■ **Required work**
Turn the lines below into a Markdown table with two columns, "Row" and "Line." Give each line its own numbered row and skip any blank lines.

■ **Extracted material**
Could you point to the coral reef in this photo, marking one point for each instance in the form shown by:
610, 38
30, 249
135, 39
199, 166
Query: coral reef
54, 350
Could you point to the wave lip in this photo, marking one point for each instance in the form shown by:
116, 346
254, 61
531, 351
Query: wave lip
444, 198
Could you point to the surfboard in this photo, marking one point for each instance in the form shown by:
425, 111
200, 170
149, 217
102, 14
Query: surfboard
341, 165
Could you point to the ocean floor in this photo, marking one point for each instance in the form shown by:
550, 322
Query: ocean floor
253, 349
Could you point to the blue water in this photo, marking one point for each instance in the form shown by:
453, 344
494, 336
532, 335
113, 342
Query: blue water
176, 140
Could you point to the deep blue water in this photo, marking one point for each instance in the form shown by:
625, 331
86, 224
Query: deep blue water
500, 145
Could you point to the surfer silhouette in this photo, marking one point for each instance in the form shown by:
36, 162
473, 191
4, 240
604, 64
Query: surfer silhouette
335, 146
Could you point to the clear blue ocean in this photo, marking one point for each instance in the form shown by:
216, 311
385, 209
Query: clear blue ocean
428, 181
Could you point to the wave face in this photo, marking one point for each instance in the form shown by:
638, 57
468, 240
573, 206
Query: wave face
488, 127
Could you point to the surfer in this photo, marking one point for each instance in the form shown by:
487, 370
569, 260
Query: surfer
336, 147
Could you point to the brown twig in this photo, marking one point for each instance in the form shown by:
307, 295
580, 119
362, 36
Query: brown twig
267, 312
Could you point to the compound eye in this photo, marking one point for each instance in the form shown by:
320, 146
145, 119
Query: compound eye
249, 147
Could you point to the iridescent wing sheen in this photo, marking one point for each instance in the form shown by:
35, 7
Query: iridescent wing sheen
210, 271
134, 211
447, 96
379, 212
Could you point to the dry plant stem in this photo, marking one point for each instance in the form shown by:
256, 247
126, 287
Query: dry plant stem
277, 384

■ **Exercise answer**
| Row | Line |
|---|---|
| 1 | Could you point to the coral reef in this photo, marking one point for each instance in the form shown by: |
| 2 | 610, 38 |
| 3 | 30, 249 |
| 4 | 135, 39 |
| 5 | 199, 166 |
| 6 | Query: coral reef |
| 7 | 54, 350 |
| 8 | Could you point to the wave lip in this photo, marking one point for each instance in the form shown by: |
| 9 | 116, 346 |
| 10 | 254, 61 |
| 11 | 531, 351 |
| 12 | Query: wave lip |
| 13 | 444, 198 |
| 14 | Could you point to the surfboard in this photo, marking one point for each instance in the form shown by: |
| 15 | 425, 111 |
| 16 | 200, 170 |
| 17 | 149, 217 |
| 18 | 102, 14 |
| 19 | Query: surfboard |
| 20 | 341, 165 |
| 21 | Could you point to the ocean floor in this photo, marking one point for each instance in the form shown by: |
| 22 | 550, 322 |
| 23 | Query: ocean floor |
| 24 | 253, 349 |
| 25 | Could you point to the blue water in this photo, marking one point for each instance in the form shown by: |
| 26 | 453, 344 |
| 27 | 494, 336 |
| 28 | 532, 335 |
| 29 | 113, 342 |
| 30 | Query: blue water |
| 31 | 176, 140 |
| 32 | Could you point to the deep blue water in this photo, marking one point for each instance in the form shown by: |
| 33 | 625, 331 |
| 34 | 86, 224 |
| 35 | Query: deep blue water |
| 36 | 500, 145 |
| 37 | Could you point to the surfer silhouette in this photo, marking one point for each instance in the form shown by: |
| 38 | 36, 162 |
| 39 | 473, 191 |
| 40 | 4, 240 |
| 41 | 604, 64 |
| 42 | Query: surfer silhouette |
| 43 | 335, 146 |
| 44 | Could you point to the clear blue ocean in this photo, marking one point for each instance in the form shown by: |
| 45 | 216, 311 |
| 46 | 385, 209 |
| 47 | Query: clear blue ocean |
| 48 | 428, 181 |
| 49 | Could you point to the wave face in this photo, marking one point for each instance in the form shown by: |
| 50 | 638, 57 |
| 51 | 468, 240 |
| 52 | 573, 206 |
| 53 | Query: wave face |
| 54 | 488, 127 |
| 55 | Could you point to the surfer in this photo, marking one point for each instance in the form shown by: |
| 56 | 487, 370 |
| 57 | 569, 260 |
| 58 | Query: surfer |
| 59 | 336, 147 |
| 60 | Could you point to the brown twig in this photo, marking one point for each instance in the form shown by: |
| 61 | 307, 295 |
| 62 | 580, 119 |
| 63 | 362, 36 |
| 64 | Query: brown twig |
| 65 | 267, 312 |
| 66 | Could you point to the compound eye in this photo, marking one point for each instance in the form shown by: |
| 67 | 320, 146 |
| 68 | 145, 119 |
| 69 | Query: compound eye |
| 70 | 249, 147 |
| 71 | Could you point to the iridescent wing sheen in this photo, marking one point for each instance in the form shown by: |
| 72 | 35, 7 |
| 73 | Query: iridescent wing sheen |
| 74 | 210, 271 |
| 75 | 134, 211 |
| 76 | 447, 96 |
| 77 | 379, 212 |
| 78 | Could you point to the dry plant stem in this photo, marking one point for each instance in the form shown by: |
| 79 | 256, 247 |
| 80 | 126, 287 |
| 81 | Query: dry plant stem |
| 82 | 277, 384 |